▶ TASK STATEMENT: Write the data out again, word for word.

╔══

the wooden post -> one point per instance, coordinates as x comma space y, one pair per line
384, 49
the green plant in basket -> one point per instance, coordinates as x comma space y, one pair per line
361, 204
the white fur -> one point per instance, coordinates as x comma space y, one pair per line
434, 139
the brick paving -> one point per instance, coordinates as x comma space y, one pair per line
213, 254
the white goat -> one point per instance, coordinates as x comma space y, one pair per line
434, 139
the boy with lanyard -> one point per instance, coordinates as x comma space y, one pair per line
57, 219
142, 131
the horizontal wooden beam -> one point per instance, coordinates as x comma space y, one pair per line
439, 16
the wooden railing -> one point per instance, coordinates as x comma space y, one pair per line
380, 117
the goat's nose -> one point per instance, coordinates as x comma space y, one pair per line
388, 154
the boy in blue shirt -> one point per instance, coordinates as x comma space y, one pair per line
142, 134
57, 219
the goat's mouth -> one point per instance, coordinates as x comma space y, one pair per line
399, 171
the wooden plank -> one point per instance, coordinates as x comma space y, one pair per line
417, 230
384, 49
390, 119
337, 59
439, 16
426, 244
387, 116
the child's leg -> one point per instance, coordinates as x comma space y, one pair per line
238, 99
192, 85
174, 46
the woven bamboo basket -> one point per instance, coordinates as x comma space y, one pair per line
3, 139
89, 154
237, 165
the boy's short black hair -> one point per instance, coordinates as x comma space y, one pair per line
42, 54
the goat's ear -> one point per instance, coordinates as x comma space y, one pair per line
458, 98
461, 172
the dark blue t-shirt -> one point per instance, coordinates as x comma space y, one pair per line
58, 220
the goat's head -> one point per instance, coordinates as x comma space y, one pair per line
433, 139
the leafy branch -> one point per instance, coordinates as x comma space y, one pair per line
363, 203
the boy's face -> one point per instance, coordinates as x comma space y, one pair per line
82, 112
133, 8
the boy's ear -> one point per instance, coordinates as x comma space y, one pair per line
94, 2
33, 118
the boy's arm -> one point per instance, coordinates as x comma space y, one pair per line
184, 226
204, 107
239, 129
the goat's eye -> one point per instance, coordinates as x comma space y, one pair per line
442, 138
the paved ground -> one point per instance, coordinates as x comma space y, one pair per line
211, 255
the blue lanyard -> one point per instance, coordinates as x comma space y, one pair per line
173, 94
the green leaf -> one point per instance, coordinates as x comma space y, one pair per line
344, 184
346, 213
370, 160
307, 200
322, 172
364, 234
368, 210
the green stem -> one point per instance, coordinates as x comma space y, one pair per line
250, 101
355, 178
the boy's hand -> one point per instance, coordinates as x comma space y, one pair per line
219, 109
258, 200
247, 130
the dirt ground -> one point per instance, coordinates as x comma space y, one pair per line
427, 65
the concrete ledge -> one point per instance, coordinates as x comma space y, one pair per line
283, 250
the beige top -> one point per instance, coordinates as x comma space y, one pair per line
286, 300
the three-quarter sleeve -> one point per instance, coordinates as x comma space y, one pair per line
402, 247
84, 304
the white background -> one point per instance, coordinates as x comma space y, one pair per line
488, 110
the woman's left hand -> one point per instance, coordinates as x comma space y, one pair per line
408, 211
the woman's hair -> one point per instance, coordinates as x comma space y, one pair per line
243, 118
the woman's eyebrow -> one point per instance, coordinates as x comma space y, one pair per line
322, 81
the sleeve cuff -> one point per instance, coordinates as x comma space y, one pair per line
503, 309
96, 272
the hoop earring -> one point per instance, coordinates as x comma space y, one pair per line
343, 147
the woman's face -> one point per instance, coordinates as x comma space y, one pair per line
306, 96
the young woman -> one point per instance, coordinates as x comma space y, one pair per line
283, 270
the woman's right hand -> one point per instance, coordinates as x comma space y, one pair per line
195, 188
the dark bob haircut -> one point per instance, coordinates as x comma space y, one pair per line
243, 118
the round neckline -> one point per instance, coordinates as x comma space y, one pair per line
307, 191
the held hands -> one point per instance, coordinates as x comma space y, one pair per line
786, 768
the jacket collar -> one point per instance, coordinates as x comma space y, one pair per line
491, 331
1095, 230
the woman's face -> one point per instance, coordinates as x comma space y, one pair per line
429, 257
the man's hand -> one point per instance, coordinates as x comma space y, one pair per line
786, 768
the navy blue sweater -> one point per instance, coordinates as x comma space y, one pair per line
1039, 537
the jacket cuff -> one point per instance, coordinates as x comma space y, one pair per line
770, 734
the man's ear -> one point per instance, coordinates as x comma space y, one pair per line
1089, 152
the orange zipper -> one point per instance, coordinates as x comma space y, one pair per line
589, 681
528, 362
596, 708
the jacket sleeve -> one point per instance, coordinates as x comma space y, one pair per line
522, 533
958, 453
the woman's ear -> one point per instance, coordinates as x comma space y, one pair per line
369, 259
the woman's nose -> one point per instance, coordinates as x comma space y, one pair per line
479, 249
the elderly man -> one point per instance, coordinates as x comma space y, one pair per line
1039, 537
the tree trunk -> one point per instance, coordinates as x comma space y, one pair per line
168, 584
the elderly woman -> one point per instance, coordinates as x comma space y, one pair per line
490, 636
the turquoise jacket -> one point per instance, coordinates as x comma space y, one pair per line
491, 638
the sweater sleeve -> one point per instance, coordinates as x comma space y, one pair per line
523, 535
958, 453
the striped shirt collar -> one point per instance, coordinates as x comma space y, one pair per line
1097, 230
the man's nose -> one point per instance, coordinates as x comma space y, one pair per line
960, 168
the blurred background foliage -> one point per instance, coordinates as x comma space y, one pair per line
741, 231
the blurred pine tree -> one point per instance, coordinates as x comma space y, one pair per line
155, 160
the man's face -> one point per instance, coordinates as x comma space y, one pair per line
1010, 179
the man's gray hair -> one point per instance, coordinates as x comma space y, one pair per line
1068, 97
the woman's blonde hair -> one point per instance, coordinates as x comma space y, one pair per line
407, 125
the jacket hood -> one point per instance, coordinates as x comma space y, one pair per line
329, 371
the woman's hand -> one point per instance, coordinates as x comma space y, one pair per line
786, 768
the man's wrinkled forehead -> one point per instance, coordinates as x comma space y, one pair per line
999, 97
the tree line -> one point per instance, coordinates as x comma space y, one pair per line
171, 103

╚══

▶ TASK ANSWER:
the wooden post -> one point per instance, coordinates as x comma space y, one pair per line
384, 49
the green plant in basket -> one point per instance, coordinates as x comma space y, one pair per line
361, 204
the white fur -> one point per instance, coordinates as x comma space y, one pair per line
434, 139
the brick paving -> one point per instance, coordinates as x comma space y, one pair per line
213, 254
the white goat -> one point per instance, coordinates as x comma space y, one pair per line
434, 139
the boy with lanyard -> one point per instance, coordinates as x comma space y, one pair per line
57, 219
142, 131
the horizontal wooden beam -> one point per instance, coordinates as x comma space y, one pair per line
439, 16
the wooden railing -> one point per instance, coordinates as x comma space y, one pair per line
380, 117
the goat's nose -> one point per instance, coordinates as x comma space y, one pair per line
388, 154
the boy in blue shirt -> one point per instance, coordinates as x comma space y, one pair per line
142, 134
57, 219
the goat's mouth -> one point per instance, coordinates as x comma space y, one pair per line
399, 171
the wooden plank -> one point per instance, coordinates as x comma space y, one pair per line
417, 230
384, 49
390, 119
337, 59
439, 16
426, 244
387, 116
the child's leg -> one point per instance, coordinates as x comma space y, one pair per line
238, 99
192, 85
174, 46
the woven bamboo basket -> one point per instance, coordinates as x comma space y, one pair per line
3, 139
89, 154
237, 165
the boy's short black hair -> one point per instance, coordinates as x comma space y, one pair per line
42, 54
the goat's ear -> one point per instance, coordinates as x comma space y, one pair per line
458, 98
461, 172
the dark blue t-shirt -> one point per instance, coordinates as x comma space y, one pair per line
58, 220
the goat's head -> one point per instance, coordinates as x comma space y, one pair per line
433, 139
the leafy branch -> one point per instance, coordinates as x comma space y, one pair per line
363, 203
the boy's face -> one point per instance, coordinates as x comma space y, one pair per line
82, 112
133, 8
the boy's ear -> one point per instance, coordinates as x comma space y, one pair per line
94, 2
33, 118
the boy's arm -> one point per instance, coordinates as x comma space y, one pair per line
184, 226
204, 107
239, 129
the goat's eye -> one point per instance, coordinates as x comma space y, one pair per line
442, 138
the paved ground -> one point per instance, coordinates as x comma space y, one pair per line
211, 255
the blue lanyard -> one point per instance, coordinates as x comma space y, one pair per line
173, 94
the green leaf -> one point per instance, coordinates as x comma space y, one pair per line
344, 184
346, 213
370, 160
307, 200
322, 172
364, 234
368, 210
the green stem -> one point per instance, coordinates as x comma space y, one pair per line
250, 101
355, 178
the boy's hand -> one point per instance, coordinates as x comma space y, one pair per line
219, 109
258, 200
247, 130
the dirt ground -> one point per instance, coordinates as x comma space y, one pair per line
427, 65
the concrete ledge -> one point per instance, coordinates as x comma space y, one pair per line
283, 250
the beige top -> one point per instance, coordinates as x comma space y, one pair per line
286, 300
the three-quarter sleeve -> one point per instance, coordinates as x comma space y, one pair per line
402, 247
84, 304
the white background -> one point per instance, coordinates as x comma space y, one pair per line
488, 110
the woman's left hand -> one point per instance, coordinates as x comma space y, one pair per line
408, 211
the woman's hair -> one point per instance, coordinates as x comma space y, one pair per line
243, 118
the woman's eyebrow -> one point per instance, coordinates as x comma space y, one pair per line
322, 81
the sleeve cuff -> one point per instance, coordinates as x comma space y, one pair per line
503, 309
96, 272
the hoop earring -> one point per instance, coordinates as x comma space y, one pair per line
343, 147
the woman's face -> one point per instance, coordinates as x comma space y, one pair per line
306, 96
the young woman -> one point per instance, coordinates as x comma space y, one pair per line
283, 270
the woman's right hand -> one point per instance, coordinates as x comma space y, one pair per line
195, 188
the dark bob haircut -> one point per instance, coordinates as x comma space y, one pair per line
243, 118
the round neckline -> one point per instance, coordinates as x comma space y, one pair per line
307, 191
the held hands -> one point per instance, coordinates as x comma space y, one pair per line
786, 768
the jacket collar -> one point per instance, coordinates as x comma space y, one pair per line
491, 331
1095, 230
the woman's face -> one point per instance, coordinates as x comma space y, one pair per line
429, 257
the man's hand -> one point per instance, coordinates as x comma space y, one pair per line
786, 768
the navy blue sweater -> one point per instance, coordinates as x comma space y, one pair per line
1039, 537
the jacket cuff -> one point per instance, coordinates as x comma space y, one pair per line
770, 734
the man's ear -> one point per instance, coordinates as x comma space y, one pair per line
1089, 152
the orange zipper -> one point per instance, coordinates as x comma space y, one pair per line
589, 681
528, 362
596, 708
the jacket sleeve -> one point per instance, coordinates as x comma space y, one pair per line
522, 533
958, 453
the woman's ear -> one point per instance, coordinates as x comma space y, one pair per line
369, 259
the woman's nose -> one point per instance, coordinates as x comma space y, one pair per line
479, 249
the elderly man -> one point per instance, coordinates as x comma space y, one pair per line
1039, 537
the tree trunk -> one point per instance, coordinates as x comma space y, one pair per line
168, 584
the elderly woman -> one point per instance, coordinates as x comma space y, one pair per line
490, 636
the turquoise jacket -> one point per instance, coordinates as x comma space y, one pair per line
491, 638
the sweater sleeve -> one point per instance, coordinates as x comma space y, one pair per line
523, 535
958, 453
the striped shirt collar -> one point per instance, coordinates as x comma space y, one pair per line
1097, 230
the man's nose -> one point per instance, coordinates as x comma space y, one pair per line
960, 168
the blurred background foliage -> one point per instance, coordinates as x comma space y, one pair per line
741, 231
the blurred pine tree -> one point per instance, coordinates as x comma space y, one pair per line
155, 160
the man's face -> one point per instance, coordinates as x comma space y, one pair per line
1010, 179
the man's gray hair -> one point per instance, coordinates as x comma space y, one pair per line
1068, 97
the woman's blonde hair -> one point per instance, coordinates as x comma space y, one pair per line
407, 125
the jacket hood -> one point per instance, coordinates as x comma space y, one pair per line
329, 371
the woman's hand -> one point per instance, coordinates as x comma space y, one pair per line
786, 768
the man's wrinkled forehead -> one point per instance, coordinates as x comma space y, one pair per line
999, 97
the tree line -> one point per instance, coordinates as x comma space y, one pair per line
171, 103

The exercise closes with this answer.